The principal methodology applicable is:
“Rating CLOs Backed by Loans to European Small and Medium-Sized Enterprises (SMEs)”
Other methodologies referenced in this transaction are listed at the end of this press release. This may be found on www.dbrs.com at:
http://www.dbrs.com/about/methodologies
For a more detailed discussion of the sovereign risk impact on Structured Finance ratings, please refer to DBRS’s “The Effect of Sovereign Risk on Securitisations in the Euro Area” commentary on: http://www.dbrs.com/industries/bucket/id/10036/name/commentaries/
The sources of information used for this rating include the parties involved in the rating, including but not limited to the Originator, the Issuer and the Arranger, Banca Monte dei Paschi di Siena S.p.A.
The vintage performance data provided did not match the definition that DBRS bases its analysis on. The historical performance data was based on the “sofferenza” definition of default, which is different to the standard of 90 days used by DBRS. Due to the lack of dynamic delinquency data which DBRS usually uses to make up for the non-standard default definition, DBRS used additional cure rates data provided by the Originator to determine a conservative average annual default rate.
Historical performance data also covered loans originated by by Banca Antonveneta S.p.A., Banca Agricola Mantovana S.p.A and Banca Toscana S.p.A. before their acquisition and integration into the BMPS banking group.
DBRS does not rely upon third-party due diligence in order to conduct its analysis.

Exercise aim ▸
Please reproduce the DBRS rating note above word for word, keeping every line and link unchanged.

Information given ▸
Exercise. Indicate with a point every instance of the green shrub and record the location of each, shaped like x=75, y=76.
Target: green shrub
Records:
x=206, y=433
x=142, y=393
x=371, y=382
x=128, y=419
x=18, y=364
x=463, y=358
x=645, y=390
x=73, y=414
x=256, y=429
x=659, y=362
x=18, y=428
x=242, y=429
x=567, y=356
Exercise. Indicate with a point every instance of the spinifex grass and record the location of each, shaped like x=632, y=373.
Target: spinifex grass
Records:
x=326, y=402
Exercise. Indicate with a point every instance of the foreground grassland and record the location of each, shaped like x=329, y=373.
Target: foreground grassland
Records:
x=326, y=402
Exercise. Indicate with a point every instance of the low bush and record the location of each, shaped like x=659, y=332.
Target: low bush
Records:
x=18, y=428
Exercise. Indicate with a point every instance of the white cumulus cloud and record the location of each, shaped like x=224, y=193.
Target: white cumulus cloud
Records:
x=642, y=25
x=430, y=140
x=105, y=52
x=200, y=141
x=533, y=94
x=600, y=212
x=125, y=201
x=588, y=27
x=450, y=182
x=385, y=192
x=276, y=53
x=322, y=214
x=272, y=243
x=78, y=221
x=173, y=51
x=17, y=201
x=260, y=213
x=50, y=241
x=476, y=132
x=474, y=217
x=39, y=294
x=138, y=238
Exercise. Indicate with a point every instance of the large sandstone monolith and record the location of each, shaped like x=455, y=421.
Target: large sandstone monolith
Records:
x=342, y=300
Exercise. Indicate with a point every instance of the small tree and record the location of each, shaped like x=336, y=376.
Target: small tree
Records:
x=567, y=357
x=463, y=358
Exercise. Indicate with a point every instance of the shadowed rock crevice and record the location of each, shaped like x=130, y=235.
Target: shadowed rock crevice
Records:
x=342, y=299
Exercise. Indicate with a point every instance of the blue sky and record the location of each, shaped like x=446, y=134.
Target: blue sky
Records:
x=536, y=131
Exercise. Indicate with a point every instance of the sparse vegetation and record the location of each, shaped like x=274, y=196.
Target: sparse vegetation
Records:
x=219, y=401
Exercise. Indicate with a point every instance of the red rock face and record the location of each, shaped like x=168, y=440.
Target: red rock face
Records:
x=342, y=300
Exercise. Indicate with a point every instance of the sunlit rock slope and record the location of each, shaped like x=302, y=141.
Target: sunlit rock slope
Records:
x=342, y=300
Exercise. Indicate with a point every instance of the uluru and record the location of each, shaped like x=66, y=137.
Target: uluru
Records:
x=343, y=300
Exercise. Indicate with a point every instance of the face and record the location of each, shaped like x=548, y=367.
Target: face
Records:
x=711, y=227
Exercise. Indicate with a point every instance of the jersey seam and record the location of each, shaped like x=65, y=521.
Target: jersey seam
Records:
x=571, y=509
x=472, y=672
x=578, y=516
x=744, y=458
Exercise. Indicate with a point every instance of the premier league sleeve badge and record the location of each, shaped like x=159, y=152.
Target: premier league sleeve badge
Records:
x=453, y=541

Task solution ▸
The principal methodology applicable is:
“Rating CLOs Backed by Loans to European Small and Medium-Sized Enterprises (SMEs)”
Other methodologies referenced in this transaction are listed at the end of this press release. This may be found on www.dbrs.com at:
http://www.dbrs.com/about/methodologies
For a more detailed discussion of the sovereign risk impact on Structured Finance ratings, please refer to DBRS’s “The Effect of Sovereign Risk on Securitisations in the Euro Area” commentary on: http://www.dbrs.com/industries/bucket/id/10036/name/commentaries/
The sources of information used for this rating include the parties involved in the rating, including but not limited to the Originator, the Issuer and the Arranger, Banca Monte dei Paschi di Siena S.p.A.
The vintage performance data provided did not match the definition that DBRS bases its analysis on. The historical performance data was based on the “sofferenza” definition of default, which is different to the standard of 90 days used by DBRS. Due to the lack of dynamic delinquency data which DBRS usually uses to make up for the non-standard default definition, DBRS used additional cure rates data provided by the Originator to determine a conservative average annual default rate.
Historical performance data also covered loans originated by by Banca Antonveneta S.p.A., Banca Agricola Mantovana S.p.A and Banca Toscana S.p.A. before their acquisition and integration into the BMPS banking group.
DBRS does not rely upon third-party due diligence in order to conduct its analysis.